[start Data provided]

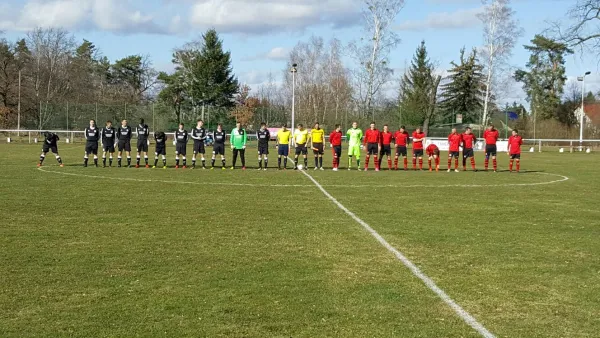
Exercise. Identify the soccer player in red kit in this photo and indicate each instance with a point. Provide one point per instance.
(401, 139)
(371, 142)
(468, 140)
(418, 140)
(433, 152)
(335, 138)
(454, 141)
(385, 142)
(491, 136)
(514, 149)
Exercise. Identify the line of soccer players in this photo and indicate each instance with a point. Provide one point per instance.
(378, 145)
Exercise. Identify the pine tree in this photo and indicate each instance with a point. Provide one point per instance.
(464, 93)
(418, 90)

[end Data provided]

■ What needs to be done
Can you write out every line of the data above again, wording included, shifting each point coordinate in the answers by -140 and leaving the pictures out?

■ Output for this task
Exercise. Identify the soccer player in red kit in this photo and indicate each instance with a point. Provide one point per instance.
(261, -1)
(231, 2)
(328, 0)
(278, 0)
(293, 12)
(195, -2)
(314, 1)
(245, 2)
(351, -4)
(374, 9)
Exercise. Identify the line of soccer players in this photo and indicate each instance with a point. Provide one point per instance.
(238, 5)
Exercise. Identify the pine tree in this photo and indicate each instance with a point. Provide one point per instance.
(324, -47)
(278, -50)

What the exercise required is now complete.